→ 任务要求 1: 按照页面文本中的注释,黑名单里的表名应采用什么格式?
→ 任务要求 2: 请根据页面文本,写出正则表达式 dbRegOld 括号内列出的全部可选名称。

→ 页面文本:
________________
这里主要是添加黑名单,指定不监听某些表(加入blacklist,这里举例是db_test.t_bidding_content):

/**
 * Maxwell row-level filter
 * 投递规则:
 *   1. 老库 + 老表
 *   2. db_test 库下的新表(含 user)
 */
function process_row(row) {
    // 【新增】黑名单控制区
    // 暂停监听的表(格式:数据库名.表名)
    var blacklist = [
        "db_test.t_bidding_content"
    ];

    // 获取当前数据的完整表名
    var fullTableName = row.database + "." + row.table;

    // 如果在黑名单中,直接丢弃,不处理
    if (blacklist.indexOf(fullTableName) !== -1) {
        row.suppress();
        return; // 直接返回,结束函数
    }

    /* ---------- 1. 老库老表 ---------- */
    var dbRegOld = /^db_(enterprise|business|code|sub_enterprises|enterprise_reports)\d+$/;
    var tblRegOld = /^t_(enterprise|general_taxpayer|creditimportexport_data|econ_kind_code|last_industry|industry_code|address|history_names|emails|report_details)_\d+$/;

    /* ---------- 2. 新库新表(含 user) ---------- */
    var dbRegNew = /^db_test$/;
    var tblRegNew = /^t_(bidding_content|bidding_info|bidding_related|user)$/;

    var baseTable = null;

    /* 老规则匹配 */
    if (dbRegOld.test(row.database) && tblRegOld.test(row.table)) {
        baseTable = row.table
            .replace(/_\d+$/, '')      // 去掉分表后缀
            .replace(/^t_/, '')        // 去掉 t_ 前缀
            .replace('_data', '');     // 去掉 _data 后缀
    }
    /* 新规则匹配 */
    else if (dbRegNew.test(row.database) && tblRegNew.test(row.table)) {
        baseTable = row.table
            .replace(/^t_/, '')        // 去掉 t_ 前缀
            .replace(/_\d+$/, '');     // 去掉分表后缀(如果有)
________________
→ 记录数据:
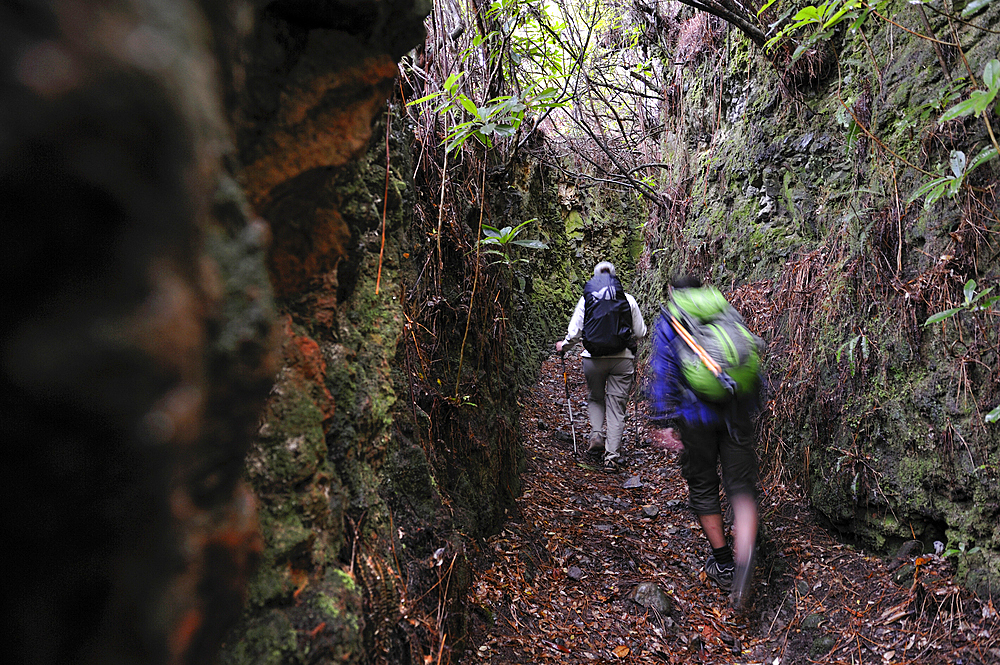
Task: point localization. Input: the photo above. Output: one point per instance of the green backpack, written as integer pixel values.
________________
→ 参考答案 1: 数据库名.表名

→ 参考答案 2: enterprise、business、code、sub_enterprises、enterprise_reports